:: The input

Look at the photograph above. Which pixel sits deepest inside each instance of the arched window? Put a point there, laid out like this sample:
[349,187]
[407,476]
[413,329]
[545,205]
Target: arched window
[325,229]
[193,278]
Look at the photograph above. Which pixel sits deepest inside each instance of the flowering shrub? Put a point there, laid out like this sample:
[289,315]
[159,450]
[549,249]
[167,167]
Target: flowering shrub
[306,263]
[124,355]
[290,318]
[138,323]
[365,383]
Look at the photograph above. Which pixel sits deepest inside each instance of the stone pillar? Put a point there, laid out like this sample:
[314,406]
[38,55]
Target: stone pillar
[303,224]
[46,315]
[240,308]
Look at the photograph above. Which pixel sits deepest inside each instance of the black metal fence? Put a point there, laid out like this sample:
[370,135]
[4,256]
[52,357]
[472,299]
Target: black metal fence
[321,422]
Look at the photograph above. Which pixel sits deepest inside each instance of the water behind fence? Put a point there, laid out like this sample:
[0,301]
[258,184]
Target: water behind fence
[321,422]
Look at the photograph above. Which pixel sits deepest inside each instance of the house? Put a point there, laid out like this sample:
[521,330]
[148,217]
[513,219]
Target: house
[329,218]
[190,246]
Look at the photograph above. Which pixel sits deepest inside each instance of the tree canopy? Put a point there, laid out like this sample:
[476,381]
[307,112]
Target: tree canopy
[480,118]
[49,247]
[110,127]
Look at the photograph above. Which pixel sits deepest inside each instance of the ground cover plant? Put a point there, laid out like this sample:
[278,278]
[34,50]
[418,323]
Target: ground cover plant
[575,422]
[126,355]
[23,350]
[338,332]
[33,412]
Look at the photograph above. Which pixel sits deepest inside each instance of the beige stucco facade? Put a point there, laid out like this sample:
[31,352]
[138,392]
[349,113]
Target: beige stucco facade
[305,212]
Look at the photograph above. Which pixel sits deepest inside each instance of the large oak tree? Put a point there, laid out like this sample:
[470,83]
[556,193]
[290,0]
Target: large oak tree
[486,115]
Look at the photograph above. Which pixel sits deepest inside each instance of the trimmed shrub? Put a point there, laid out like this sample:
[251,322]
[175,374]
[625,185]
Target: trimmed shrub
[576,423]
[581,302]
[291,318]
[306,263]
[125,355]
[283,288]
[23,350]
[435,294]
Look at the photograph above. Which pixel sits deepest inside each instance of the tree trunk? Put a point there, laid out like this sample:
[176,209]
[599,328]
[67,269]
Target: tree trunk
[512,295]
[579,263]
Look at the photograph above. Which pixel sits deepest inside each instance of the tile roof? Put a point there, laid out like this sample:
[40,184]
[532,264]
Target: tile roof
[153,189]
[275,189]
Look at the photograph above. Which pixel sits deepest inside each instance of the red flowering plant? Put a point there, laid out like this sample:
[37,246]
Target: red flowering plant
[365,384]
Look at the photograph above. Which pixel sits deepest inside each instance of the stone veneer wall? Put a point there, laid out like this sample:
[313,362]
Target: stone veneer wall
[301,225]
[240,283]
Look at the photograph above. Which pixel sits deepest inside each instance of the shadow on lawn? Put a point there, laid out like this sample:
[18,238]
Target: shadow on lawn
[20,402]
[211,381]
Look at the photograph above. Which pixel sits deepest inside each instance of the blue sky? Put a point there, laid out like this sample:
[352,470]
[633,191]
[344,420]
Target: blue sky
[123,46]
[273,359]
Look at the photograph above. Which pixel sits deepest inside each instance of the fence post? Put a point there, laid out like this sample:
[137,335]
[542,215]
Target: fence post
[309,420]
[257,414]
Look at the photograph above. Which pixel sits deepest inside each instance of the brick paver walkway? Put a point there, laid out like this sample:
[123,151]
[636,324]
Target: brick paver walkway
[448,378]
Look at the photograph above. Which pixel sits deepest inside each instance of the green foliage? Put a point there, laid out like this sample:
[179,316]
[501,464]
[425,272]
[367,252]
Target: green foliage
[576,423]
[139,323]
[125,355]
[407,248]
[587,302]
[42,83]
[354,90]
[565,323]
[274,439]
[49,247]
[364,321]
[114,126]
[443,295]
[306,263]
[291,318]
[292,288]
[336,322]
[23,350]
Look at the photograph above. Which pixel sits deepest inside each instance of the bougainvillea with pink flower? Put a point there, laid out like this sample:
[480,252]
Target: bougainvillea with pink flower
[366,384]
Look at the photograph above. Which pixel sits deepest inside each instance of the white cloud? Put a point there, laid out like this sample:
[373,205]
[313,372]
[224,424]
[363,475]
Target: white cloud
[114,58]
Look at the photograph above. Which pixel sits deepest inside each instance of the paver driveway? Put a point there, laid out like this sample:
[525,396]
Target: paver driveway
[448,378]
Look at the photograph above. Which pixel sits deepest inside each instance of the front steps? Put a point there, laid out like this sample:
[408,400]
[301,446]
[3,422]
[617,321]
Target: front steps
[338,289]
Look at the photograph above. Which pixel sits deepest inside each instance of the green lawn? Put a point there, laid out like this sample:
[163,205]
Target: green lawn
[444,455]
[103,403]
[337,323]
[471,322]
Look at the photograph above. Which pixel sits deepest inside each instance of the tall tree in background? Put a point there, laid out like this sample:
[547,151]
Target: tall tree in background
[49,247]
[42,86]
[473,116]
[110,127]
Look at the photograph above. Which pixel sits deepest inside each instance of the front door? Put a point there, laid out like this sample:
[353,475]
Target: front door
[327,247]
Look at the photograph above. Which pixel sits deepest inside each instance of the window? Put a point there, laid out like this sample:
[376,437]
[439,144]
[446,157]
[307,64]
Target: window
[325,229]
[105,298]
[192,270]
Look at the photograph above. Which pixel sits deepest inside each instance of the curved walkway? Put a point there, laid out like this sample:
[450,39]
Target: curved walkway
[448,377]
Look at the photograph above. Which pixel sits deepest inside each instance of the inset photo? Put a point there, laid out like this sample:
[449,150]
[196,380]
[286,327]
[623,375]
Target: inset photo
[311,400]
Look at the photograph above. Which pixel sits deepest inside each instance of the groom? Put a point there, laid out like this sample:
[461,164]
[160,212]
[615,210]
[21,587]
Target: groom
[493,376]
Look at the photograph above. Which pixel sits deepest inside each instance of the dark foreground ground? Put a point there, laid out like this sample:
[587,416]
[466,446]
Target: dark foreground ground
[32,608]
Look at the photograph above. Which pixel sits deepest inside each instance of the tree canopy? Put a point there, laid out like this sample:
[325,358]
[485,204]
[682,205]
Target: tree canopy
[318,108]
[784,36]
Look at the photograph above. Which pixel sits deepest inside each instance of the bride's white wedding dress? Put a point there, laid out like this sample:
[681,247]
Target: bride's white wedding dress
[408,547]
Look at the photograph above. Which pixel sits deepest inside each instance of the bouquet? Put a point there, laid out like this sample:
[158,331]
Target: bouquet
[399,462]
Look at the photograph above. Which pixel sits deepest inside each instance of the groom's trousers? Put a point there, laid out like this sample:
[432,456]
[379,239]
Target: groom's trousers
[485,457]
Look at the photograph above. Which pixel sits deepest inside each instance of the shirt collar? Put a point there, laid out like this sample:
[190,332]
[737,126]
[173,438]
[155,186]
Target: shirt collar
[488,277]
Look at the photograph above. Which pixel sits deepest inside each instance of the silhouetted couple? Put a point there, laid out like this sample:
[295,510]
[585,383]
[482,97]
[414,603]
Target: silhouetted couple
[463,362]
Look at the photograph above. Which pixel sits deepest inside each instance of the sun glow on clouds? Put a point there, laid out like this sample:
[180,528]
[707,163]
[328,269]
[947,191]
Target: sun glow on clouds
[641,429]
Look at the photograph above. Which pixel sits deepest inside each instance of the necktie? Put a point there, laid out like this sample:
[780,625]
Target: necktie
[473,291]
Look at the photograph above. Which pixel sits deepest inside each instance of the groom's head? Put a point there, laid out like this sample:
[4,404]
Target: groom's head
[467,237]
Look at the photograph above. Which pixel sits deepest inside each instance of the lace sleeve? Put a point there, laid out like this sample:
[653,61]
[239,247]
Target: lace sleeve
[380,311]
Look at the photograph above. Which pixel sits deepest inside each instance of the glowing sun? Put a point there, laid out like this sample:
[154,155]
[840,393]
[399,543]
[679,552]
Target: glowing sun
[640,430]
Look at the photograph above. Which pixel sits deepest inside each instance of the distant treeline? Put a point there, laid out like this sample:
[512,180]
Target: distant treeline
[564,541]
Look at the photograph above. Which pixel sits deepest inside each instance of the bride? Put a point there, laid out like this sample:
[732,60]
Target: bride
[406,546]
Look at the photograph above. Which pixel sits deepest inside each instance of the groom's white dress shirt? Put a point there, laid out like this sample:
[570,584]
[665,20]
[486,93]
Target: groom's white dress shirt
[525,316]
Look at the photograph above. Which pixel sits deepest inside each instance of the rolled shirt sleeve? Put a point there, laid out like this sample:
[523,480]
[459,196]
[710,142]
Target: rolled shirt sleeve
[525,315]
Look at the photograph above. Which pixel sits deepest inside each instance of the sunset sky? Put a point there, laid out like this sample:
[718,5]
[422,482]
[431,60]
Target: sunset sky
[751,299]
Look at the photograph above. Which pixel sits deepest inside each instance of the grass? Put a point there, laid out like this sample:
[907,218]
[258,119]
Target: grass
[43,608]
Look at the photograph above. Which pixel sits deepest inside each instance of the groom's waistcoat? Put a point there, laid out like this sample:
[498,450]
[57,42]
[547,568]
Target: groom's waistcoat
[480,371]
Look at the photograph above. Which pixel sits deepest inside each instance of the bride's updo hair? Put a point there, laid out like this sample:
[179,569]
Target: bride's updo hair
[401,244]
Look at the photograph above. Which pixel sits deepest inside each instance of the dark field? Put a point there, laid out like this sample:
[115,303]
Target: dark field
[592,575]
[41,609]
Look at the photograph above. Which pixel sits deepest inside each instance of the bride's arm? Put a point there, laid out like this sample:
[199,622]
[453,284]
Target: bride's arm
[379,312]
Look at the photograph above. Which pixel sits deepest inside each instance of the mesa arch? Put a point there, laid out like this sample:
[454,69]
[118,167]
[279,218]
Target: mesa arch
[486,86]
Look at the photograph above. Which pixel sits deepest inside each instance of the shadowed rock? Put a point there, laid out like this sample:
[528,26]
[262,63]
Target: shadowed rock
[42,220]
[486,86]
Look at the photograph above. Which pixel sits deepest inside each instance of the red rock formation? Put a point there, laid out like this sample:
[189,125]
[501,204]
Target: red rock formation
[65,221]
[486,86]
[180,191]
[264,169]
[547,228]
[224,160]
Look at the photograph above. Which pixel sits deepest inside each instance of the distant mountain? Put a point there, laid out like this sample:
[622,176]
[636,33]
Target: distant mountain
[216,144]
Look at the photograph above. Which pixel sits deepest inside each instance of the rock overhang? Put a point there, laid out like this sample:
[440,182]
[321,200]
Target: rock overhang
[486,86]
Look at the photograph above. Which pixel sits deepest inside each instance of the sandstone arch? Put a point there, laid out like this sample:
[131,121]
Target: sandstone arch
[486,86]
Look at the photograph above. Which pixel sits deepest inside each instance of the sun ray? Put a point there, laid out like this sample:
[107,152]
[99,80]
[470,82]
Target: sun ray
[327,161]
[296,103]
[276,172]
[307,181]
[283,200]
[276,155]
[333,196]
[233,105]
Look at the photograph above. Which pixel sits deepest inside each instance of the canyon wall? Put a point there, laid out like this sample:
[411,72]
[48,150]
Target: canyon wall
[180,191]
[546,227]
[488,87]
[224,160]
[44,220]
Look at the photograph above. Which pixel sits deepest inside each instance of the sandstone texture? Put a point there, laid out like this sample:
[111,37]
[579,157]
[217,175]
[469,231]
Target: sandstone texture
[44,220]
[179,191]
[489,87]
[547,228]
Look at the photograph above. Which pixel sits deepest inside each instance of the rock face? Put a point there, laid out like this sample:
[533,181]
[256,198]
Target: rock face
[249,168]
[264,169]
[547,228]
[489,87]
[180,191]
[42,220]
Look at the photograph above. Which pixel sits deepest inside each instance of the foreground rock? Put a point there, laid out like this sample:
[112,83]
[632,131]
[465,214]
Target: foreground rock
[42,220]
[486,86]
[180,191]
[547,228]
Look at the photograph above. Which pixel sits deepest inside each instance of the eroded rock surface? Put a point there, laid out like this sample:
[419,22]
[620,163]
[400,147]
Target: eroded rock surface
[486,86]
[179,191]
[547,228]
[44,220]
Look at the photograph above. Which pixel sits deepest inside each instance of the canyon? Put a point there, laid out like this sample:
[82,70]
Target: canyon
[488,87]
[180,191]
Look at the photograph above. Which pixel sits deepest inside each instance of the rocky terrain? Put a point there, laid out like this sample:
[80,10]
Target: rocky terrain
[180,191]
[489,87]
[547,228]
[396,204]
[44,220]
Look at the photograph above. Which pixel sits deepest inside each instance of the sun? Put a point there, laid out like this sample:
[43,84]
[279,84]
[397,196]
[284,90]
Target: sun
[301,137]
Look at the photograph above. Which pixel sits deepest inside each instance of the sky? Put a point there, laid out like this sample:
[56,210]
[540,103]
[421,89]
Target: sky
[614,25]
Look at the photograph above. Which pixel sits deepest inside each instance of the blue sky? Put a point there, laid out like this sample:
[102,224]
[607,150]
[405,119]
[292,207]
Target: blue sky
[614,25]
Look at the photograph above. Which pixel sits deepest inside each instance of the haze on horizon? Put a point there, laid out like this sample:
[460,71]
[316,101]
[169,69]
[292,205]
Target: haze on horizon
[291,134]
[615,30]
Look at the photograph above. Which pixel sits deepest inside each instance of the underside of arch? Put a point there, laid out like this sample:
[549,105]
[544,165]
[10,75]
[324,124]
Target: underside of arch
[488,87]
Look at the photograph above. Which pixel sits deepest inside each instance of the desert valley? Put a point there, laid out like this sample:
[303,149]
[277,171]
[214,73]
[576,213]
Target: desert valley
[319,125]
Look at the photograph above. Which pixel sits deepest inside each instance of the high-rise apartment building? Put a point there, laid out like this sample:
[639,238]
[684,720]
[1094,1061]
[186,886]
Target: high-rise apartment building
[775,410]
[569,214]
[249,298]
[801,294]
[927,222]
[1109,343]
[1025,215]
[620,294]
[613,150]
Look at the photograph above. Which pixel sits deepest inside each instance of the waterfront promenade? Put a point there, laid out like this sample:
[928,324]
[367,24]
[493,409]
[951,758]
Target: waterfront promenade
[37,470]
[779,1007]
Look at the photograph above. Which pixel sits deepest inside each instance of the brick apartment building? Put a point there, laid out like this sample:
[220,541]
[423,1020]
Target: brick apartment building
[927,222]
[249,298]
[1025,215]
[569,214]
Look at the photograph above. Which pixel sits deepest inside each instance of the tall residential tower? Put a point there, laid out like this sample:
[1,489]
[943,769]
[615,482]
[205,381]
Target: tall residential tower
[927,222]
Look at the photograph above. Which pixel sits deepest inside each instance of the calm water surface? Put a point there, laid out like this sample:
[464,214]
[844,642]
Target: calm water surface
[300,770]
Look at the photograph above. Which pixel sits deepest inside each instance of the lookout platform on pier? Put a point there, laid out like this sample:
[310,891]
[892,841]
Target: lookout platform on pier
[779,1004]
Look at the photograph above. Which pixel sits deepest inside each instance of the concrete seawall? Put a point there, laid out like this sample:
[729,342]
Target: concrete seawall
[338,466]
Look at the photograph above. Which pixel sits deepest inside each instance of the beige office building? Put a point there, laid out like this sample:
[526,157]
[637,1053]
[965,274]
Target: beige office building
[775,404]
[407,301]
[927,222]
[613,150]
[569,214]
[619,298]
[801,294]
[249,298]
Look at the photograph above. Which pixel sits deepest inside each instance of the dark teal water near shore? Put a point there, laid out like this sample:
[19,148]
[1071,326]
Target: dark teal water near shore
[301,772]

::::

Task — Transcribe, word for word, every line from the one containing "the tall residential" through the final line of the entries, and nothing else.

Reply —
Look at the photograph above. Which pixel sits deepest inside each instance of the tall residential tower? Put a point there, laid out like this sample:
[1,489]
[943,769]
[615,482]
[205,381]
Target: tall residential tower
[927,222]
Look at the photograph above. Which pixel sits deepest inside each instance of the calm water surface? Put a point there, laid out like this sample:
[464,214]
[844,642]
Target: calm water surface
[300,770]
Look at the photograph above. Which pixel sits deepest inside each instance of the lookout platform on pier? Put a point there, laid out like this sample:
[310,891]
[892,841]
Target: lookout platform on pier
[779,1004]
Look at the photograph above. Which pixel sits deepest inside each instance of the concrete seawall? Put a point there, laid out like this sample:
[729,342]
Target: concrete seawall
[338,466]
Look at the photograph above. Which pixel sits deepest inside each instance of the beige office building? Put a point there, laid out like this sample:
[526,157]
[637,1053]
[965,274]
Target: beige office building
[775,404]
[407,301]
[927,222]
[613,150]
[569,214]
[619,298]
[801,294]
[249,298]
Look at the photograph above. Which pixel sits deepest inside each instance of the dark teal water near shore? Put a point there, laid out like this sample:
[19,148]
[1071,326]
Target: dark teal water near shore
[301,772]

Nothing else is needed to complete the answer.